▸ THE EXERCISE:
Render the lines below as a JSON list of strings, with one string per line and blank lines omitted.

# Start of RAW DATA

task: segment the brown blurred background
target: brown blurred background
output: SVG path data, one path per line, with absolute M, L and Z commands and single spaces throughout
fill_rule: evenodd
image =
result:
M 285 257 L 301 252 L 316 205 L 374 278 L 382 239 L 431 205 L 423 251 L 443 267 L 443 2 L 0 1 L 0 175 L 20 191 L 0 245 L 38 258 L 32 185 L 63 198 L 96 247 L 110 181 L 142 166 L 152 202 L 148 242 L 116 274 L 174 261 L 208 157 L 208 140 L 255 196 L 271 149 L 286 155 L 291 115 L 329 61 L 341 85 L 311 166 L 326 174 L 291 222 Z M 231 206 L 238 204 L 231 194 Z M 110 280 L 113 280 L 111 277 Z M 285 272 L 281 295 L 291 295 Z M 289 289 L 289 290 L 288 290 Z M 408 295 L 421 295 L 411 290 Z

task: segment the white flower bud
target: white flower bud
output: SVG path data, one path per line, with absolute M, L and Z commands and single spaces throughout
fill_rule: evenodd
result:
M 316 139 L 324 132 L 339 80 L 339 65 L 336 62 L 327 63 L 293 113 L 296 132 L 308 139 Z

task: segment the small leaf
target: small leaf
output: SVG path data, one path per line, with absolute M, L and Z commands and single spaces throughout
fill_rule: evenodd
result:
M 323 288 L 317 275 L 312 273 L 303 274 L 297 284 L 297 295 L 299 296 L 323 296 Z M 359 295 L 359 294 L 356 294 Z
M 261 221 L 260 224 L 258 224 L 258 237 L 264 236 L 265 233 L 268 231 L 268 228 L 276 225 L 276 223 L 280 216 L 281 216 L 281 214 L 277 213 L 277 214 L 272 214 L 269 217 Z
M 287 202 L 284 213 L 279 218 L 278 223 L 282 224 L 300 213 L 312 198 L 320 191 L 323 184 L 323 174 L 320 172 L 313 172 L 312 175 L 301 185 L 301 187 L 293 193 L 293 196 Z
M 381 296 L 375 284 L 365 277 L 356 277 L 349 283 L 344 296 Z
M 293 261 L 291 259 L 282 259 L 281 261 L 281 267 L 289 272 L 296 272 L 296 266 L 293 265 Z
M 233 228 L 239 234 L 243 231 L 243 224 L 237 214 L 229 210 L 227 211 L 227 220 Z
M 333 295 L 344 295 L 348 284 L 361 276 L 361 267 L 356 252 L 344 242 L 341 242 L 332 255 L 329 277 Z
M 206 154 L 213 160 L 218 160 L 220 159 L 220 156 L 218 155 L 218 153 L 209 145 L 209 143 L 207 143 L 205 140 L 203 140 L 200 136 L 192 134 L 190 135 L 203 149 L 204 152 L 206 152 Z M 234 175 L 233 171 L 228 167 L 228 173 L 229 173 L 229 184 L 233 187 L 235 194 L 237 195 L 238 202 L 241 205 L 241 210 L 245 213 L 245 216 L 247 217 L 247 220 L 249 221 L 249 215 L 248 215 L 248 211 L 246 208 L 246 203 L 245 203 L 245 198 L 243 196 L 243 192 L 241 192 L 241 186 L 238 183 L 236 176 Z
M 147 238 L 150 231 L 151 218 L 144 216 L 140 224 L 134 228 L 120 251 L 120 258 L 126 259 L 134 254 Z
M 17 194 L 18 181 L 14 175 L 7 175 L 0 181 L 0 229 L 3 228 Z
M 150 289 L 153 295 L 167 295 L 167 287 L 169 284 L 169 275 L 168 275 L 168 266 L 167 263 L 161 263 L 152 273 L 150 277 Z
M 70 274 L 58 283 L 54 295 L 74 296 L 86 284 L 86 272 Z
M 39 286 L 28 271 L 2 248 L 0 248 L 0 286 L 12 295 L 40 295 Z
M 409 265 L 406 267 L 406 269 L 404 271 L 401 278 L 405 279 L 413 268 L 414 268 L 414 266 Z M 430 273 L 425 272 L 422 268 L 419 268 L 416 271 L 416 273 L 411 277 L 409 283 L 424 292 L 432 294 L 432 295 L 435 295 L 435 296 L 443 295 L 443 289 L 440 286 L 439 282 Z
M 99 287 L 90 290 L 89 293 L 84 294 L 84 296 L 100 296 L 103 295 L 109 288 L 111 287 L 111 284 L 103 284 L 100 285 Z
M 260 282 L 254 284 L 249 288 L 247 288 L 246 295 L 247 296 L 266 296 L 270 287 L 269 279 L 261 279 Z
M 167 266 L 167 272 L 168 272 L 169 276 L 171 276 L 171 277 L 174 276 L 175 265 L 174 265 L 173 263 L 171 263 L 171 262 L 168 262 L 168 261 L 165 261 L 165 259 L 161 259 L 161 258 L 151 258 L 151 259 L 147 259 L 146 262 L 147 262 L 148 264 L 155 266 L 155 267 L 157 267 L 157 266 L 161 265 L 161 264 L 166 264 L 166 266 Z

# End of RAW DATA

▸ FULL SOLUTION:
[
  "task: segment the brown blurred background",
  "target: brown blurred background",
  "output: SVG path data, one path per line, with absolute M, L and Z commands and single spaces throughout",
  "fill_rule: evenodd",
  "image =",
  "result:",
  "M 285 257 L 301 252 L 316 205 L 374 278 L 382 239 L 431 205 L 423 251 L 443 267 L 443 2 L 0 1 L 0 175 L 20 191 L 0 245 L 38 258 L 32 185 L 63 198 L 96 247 L 110 181 L 142 166 L 152 202 L 148 242 L 116 274 L 174 261 L 208 157 L 208 140 L 255 196 L 271 149 L 286 155 L 291 115 L 329 61 L 341 85 L 311 166 L 326 174 L 291 222 Z M 231 206 L 238 204 L 231 194 Z M 110 280 L 113 280 L 111 277 Z M 285 272 L 281 295 L 291 295 Z M 289 289 L 289 290 L 288 290 Z M 408 295 L 421 295 L 411 290 Z",
  "task: segment the white flower bud",
  "target: white flower bud",
  "output: SVG path data, one path per line, with absolute M, L and Z commands and single spaces throughout",
  "fill_rule: evenodd",
  "result:",
  "M 316 139 L 324 132 L 339 80 L 339 65 L 336 62 L 327 63 L 293 113 L 296 132 L 308 139 Z",
  "task: segment the small leaf",
  "target: small leaf",
  "output: SVG path data, one path per line, with absolute M, L and Z commands and single spaces throughout",
  "fill_rule: evenodd",
  "result:",
  "M 323 288 L 317 275 L 312 273 L 303 274 L 297 284 L 297 295 L 299 296 L 323 296 Z M 359 295 L 359 294 L 356 294 Z",
  "M 261 221 L 260 224 L 258 224 L 258 237 L 264 236 L 265 233 L 268 231 L 268 228 L 276 225 L 276 223 L 280 216 L 281 216 L 281 214 L 277 213 L 277 214 L 272 214 L 269 217 Z",
  "M 287 202 L 284 213 L 279 218 L 278 223 L 282 224 L 300 213 L 312 198 L 320 191 L 323 184 L 323 174 L 320 172 L 313 172 L 312 175 L 301 185 L 301 187 L 293 193 L 293 196 Z",
  "M 381 296 L 375 284 L 365 277 L 356 277 L 349 283 L 344 296 Z",
  "M 293 261 L 291 259 L 282 259 L 281 261 L 281 267 L 289 272 L 296 272 L 296 266 L 293 265 Z",
  "M 233 228 L 239 234 L 243 231 L 243 224 L 237 214 L 229 210 L 227 211 L 227 220 Z",
  "M 333 295 L 344 295 L 348 284 L 361 276 L 361 267 L 356 252 L 344 242 L 341 242 L 332 255 L 329 277 Z",
  "M 206 154 L 213 160 L 218 160 L 220 159 L 220 156 L 218 155 L 218 153 L 209 145 L 209 143 L 207 143 L 205 140 L 203 140 L 200 136 L 192 134 L 190 135 L 203 149 L 204 152 L 206 152 Z M 234 175 L 233 171 L 228 167 L 228 173 L 229 173 L 229 184 L 233 187 L 235 194 L 237 195 L 238 202 L 241 205 L 241 210 L 245 213 L 245 216 L 247 217 L 247 220 L 249 221 L 249 215 L 248 215 L 248 211 L 246 208 L 246 203 L 245 203 L 245 198 L 243 196 L 243 192 L 241 192 L 241 186 L 238 183 L 236 176 Z",
  "M 147 238 L 150 231 L 151 218 L 144 216 L 140 224 L 134 228 L 120 251 L 120 258 L 126 259 L 134 254 Z",
  "M 17 194 L 18 181 L 14 175 L 7 175 L 0 181 L 0 229 L 3 228 Z",
  "M 150 289 L 153 295 L 167 295 L 167 287 L 169 284 L 169 275 L 168 275 L 168 266 L 167 263 L 161 263 L 152 273 L 150 277 Z",
  "M 70 274 L 58 283 L 54 295 L 74 296 L 86 284 L 86 272 Z",
  "M 39 286 L 28 271 L 2 248 L 0 248 L 0 286 L 12 295 L 40 295 Z",
  "M 409 265 L 406 267 L 406 269 L 404 271 L 401 278 L 405 279 L 413 268 L 414 268 L 414 266 Z M 430 273 L 425 272 L 422 268 L 419 268 L 416 271 L 416 273 L 411 277 L 409 283 L 424 292 L 432 294 L 432 295 L 435 295 L 435 296 L 443 295 L 443 289 L 440 286 L 439 282 Z",
  "M 99 287 L 90 290 L 89 293 L 84 294 L 84 296 L 100 296 L 103 295 L 109 288 L 111 287 L 111 284 L 103 284 L 100 285 Z",
  "M 260 282 L 254 284 L 249 288 L 247 288 L 246 295 L 247 296 L 266 296 L 270 287 L 269 279 L 261 279 Z",
  "M 167 266 L 167 272 L 168 272 L 169 276 L 171 276 L 171 277 L 174 276 L 175 265 L 174 265 L 173 263 L 171 263 L 171 262 L 168 262 L 168 261 L 165 261 L 165 259 L 161 259 L 161 258 L 151 258 L 151 259 L 147 259 L 146 262 L 147 262 L 148 264 L 155 266 L 155 267 L 157 267 L 157 266 L 161 265 L 161 264 L 166 264 L 166 266 Z"
]